*PROMPT*.
Reproduce, word for word, the part of the Scottish wildcat text below that opens with the words "A wild cat makes" and closes with "by April 2020.".

*EXCERPT TO READ*.
++++++++++++++++++++
He is overseeing the construction of a dedicated breeding facility for Scottish wildcats, which should welcome its first animals next January. “We will go through the breeding season next year with the aim of releasing the first cats in 2022,” says Barclay.
Early captive breeding initiatives were shadowed by claims that the kittens were hybrids, not pure wildcats, and were consequently neutered. But Barclay says that between 2015, when RZSS took over the captive breeding programme, and 2017 “all the breeding cats were screened to test for hybridisation by our genetics lab.”
A wild cat makes off with a mountain hare prey on a forest path in the Cairngorms, Scotland.
Cats with insufficient wildcat genes were removed from the breeding programme, and since 2015 there have been 32 wildcat births at the Highland Wildlife Park and Edinburgh Zoo. All are still alive and none have been neutered, as the captive population has increased from 65 in 2015 to 106 by April 2020.
The next challenge will be to rear and release wildcats from the new breeding facility into the wild, with Saving Wildcats learning lessons from projects such as the reintroduction of the black-footed ferret, and especially the reintroduction of the Iberian lynx.
‘The epitome of wilderness’
However, Wildcat Haven’s O’Donoghue rejects the very idea of a captive breeding programme and denies the description of the Scottish wildcat as ‘no longer viable’. He insists that it’s not too late to protect and conserve the remaining wildcat population in their current habitats, and says a native population of 35 to 40 genetically diverse, pure wildcats is more than sufficient to rebuild numbers. His solution is a comprehensive national survey to identify wildcat presence, followed by strict protections to prevent logging and disturbance, allied to an intensive neutering programme for hybrid and feral cats in the area.
“To get out and survey Scotland for one of the most elusive cats in the world is difficult, and to protect that animal in situ is difficult – not impossible. But it is well worth the effort,” says O’Donoghue.
“Scotland without any wild wildcats just wouldn’t be Scotland. It wouldn’t feel the same to walk through a Scottish forest without wildcats in it. The wildcat epitomises wilderness; they are ferocious, virtually untameable and to put that animal into a reasonably small cage for a conservation strategy is an enormous risk – and unjustifiable.”
Update: At a meeting of the Bureau of the Bern Convention on 15-16 September 2020, the Bureau dismissed the complaint raised by Scottish Wildcat Haven that the devolved government in Scotland had failed: “to comply with the obligations to conserve and protect the endangered Scottish wildcat species.”
In its verdict, the Bureau acknowledged the poor conservation status of the Scottish wildcat, but ruled that, “The actions of the government appeared to be the only realistic solution to save the species: to repopulate it in captivity and eventually reintroduce it in the wild.”
The Bureau said there had been “no clear breach of the Convention,” and supported the government strategy, but it also urged authorities to cooperate with Scottish Wildcat Haven and the IUCN SSC Cat Specialist Group “in order to share expertise and elaborate joint action plans.”
++++++++++++++++++++
*DATA EXTRACT*.
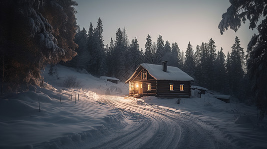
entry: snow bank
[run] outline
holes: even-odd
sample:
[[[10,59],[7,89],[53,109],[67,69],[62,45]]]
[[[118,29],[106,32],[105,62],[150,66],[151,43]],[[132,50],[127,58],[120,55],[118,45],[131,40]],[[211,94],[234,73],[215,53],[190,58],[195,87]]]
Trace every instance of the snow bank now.
[[[145,104],[185,114],[219,129],[223,137],[233,143],[236,148],[266,149],[267,147],[267,121],[258,121],[254,106],[233,101],[226,103],[207,92],[201,98],[181,98],[180,104],[176,103],[177,98],[153,96],[140,98]]]
[[[77,142],[97,139],[125,126],[123,116],[101,101],[110,88],[127,94],[124,83],[115,85],[60,65],[57,71],[59,79],[49,75],[47,70],[43,72],[49,83],[44,86],[52,90],[37,87],[34,91],[5,94],[0,100],[0,148],[72,148]],[[70,75],[82,80],[85,87],[60,86]]]

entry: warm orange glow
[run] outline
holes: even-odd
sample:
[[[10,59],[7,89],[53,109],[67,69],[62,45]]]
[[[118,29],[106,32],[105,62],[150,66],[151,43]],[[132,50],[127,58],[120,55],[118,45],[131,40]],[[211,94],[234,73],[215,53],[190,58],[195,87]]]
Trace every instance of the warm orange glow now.
[[[180,90],[184,91],[184,84],[180,84]]]
[[[147,90],[151,90],[151,84],[147,84]]]
[[[170,84],[170,90],[173,90],[173,84]]]

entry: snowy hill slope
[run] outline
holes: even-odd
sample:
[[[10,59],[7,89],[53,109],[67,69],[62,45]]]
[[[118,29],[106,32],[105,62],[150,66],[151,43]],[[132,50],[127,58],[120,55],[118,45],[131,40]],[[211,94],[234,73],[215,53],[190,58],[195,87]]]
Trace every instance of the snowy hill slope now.
[[[119,86],[123,88],[124,84],[102,80],[61,66],[57,68],[60,77],[57,79],[55,75],[49,75],[47,70],[43,72],[44,81],[52,84],[56,91],[31,87],[32,90],[10,93],[0,100],[0,148],[29,145],[30,148],[32,145],[62,136],[65,137],[58,139],[63,141],[62,143],[70,140],[75,142],[86,137],[94,139],[103,130],[105,133],[108,133],[112,125],[116,125],[116,128],[124,125],[119,122],[120,116],[114,108],[101,104],[101,98],[104,96],[99,96],[109,93],[110,88]],[[76,76],[77,79],[82,80],[83,87],[68,89],[60,86],[64,78],[69,75]],[[124,91],[127,92],[127,89]],[[122,90],[119,91],[121,95]],[[78,94],[79,98],[76,104],[75,93],[76,100]],[[87,132],[83,133],[85,131]]]
[[[267,122],[257,122],[254,106],[226,103],[208,93],[182,98],[179,105],[177,99],[123,97],[128,94],[123,83],[60,65],[57,76],[48,70],[44,81],[53,89],[32,87],[0,100],[0,148],[267,147]],[[82,86],[62,86],[72,75]]]

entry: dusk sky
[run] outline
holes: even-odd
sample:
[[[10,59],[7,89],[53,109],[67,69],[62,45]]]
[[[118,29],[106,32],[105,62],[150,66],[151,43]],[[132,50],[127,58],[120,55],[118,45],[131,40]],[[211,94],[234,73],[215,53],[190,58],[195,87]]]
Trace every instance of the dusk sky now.
[[[217,51],[222,47],[226,55],[232,50],[236,36],[246,52],[252,36],[257,32],[249,29],[247,23],[242,24],[237,33],[229,29],[221,35],[218,26],[222,14],[230,5],[228,0],[76,1],[77,24],[88,31],[90,22],[94,28],[100,17],[105,45],[109,45],[111,37],[116,39],[119,27],[125,27],[130,41],[136,37],[140,49],[142,48],[144,51],[148,34],[156,43],[160,34],[164,43],[169,40],[171,45],[177,42],[184,52],[189,41],[195,51],[197,45],[212,38]]]

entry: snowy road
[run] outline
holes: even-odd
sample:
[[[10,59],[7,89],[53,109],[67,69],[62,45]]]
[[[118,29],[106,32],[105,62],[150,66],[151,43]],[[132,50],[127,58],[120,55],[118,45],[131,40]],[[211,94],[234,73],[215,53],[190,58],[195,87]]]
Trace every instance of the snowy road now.
[[[128,125],[93,148],[233,148],[219,130],[186,114],[146,105],[134,98],[108,100],[128,119]]]

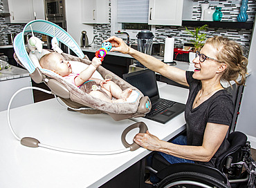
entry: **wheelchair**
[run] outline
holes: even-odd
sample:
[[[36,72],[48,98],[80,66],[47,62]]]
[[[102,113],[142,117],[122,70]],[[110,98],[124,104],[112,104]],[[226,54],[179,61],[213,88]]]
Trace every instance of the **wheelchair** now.
[[[256,163],[251,157],[247,136],[234,132],[228,140],[230,146],[218,157],[214,168],[196,163],[170,165],[160,154],[154,153],[152,166],[146,166],[146,169],[155,174],[160,182],[153,185],[145,184],[145,188],[255,188]]]

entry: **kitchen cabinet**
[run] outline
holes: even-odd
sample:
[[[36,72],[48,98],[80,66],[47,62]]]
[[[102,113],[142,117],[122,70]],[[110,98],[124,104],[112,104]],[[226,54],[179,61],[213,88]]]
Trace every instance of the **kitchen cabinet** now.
++++++++++++++++++++
*WRITTEN REPLY*.
A wild cat makes off with a mountain hare prey on a forest path in the Cairngorms, Scotland.
Cats with insufficient wildcat genes were removed from the breeding programme, and since 2015 there have been 32 wildcat births at the Highland Wildlife Park and Edinburgh Zoo. All are still alive and none have been neutered, as the captive population has increased from 65 in 2015 to 106 by April 2020.